(Referring expression grounding data)
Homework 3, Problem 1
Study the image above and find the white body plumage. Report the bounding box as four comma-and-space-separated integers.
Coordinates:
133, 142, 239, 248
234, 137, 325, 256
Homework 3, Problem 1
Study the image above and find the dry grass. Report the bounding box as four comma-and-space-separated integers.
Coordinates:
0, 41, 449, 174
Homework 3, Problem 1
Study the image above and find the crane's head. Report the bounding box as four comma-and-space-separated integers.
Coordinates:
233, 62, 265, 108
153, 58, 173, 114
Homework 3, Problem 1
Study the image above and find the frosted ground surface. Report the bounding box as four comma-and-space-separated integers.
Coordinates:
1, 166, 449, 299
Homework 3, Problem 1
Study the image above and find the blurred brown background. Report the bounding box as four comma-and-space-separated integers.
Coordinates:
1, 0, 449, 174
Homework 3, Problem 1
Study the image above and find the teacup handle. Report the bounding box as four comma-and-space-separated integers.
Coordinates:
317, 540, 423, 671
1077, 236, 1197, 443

YOUR INSTRUCTIONS »
Set all of the records down again, exactly as they stand.

ANSWER BOX »
Homework 3, Problem 1
Study the image above and find the white body plumage. Report the bounding box as four comma-and-space-separated integers.
Coordinates:
133, 142, 239, 248
234, 137, 325, 256
Homework 3, Problem 1
Study the image above and find the dry grass. Report the bounding box as four comma-and-space-separated integers.
Coordinates:
0, 41, 449, 174
Homework 3, Problem 1
Study the image above and find the crane's head. Report the bounding box as four comma-and-space-separated integers.
Coordinates:
233, 62, 265, 108
153, 58, 173, 114
Homework 3, Problem 1
Study the image above and find the frosted ground surface. Report the bounding box as four comma-and-space-separated integers.
Coordinates:
1, 166, 449, 299
Homework 3, Problem 1
Study the image above and find the blurred brown background. Report the bounding box as four comma-and-space-separated integers.
Coordinates:
1, 0, 449, 174
Homework 3, Problem 1
Study the image above and find the teacup handle. Report the bounding box as four comma-and-space-separated integers.
Coordinates:
317, 540, 423, 671
1077, 236, 1197, 443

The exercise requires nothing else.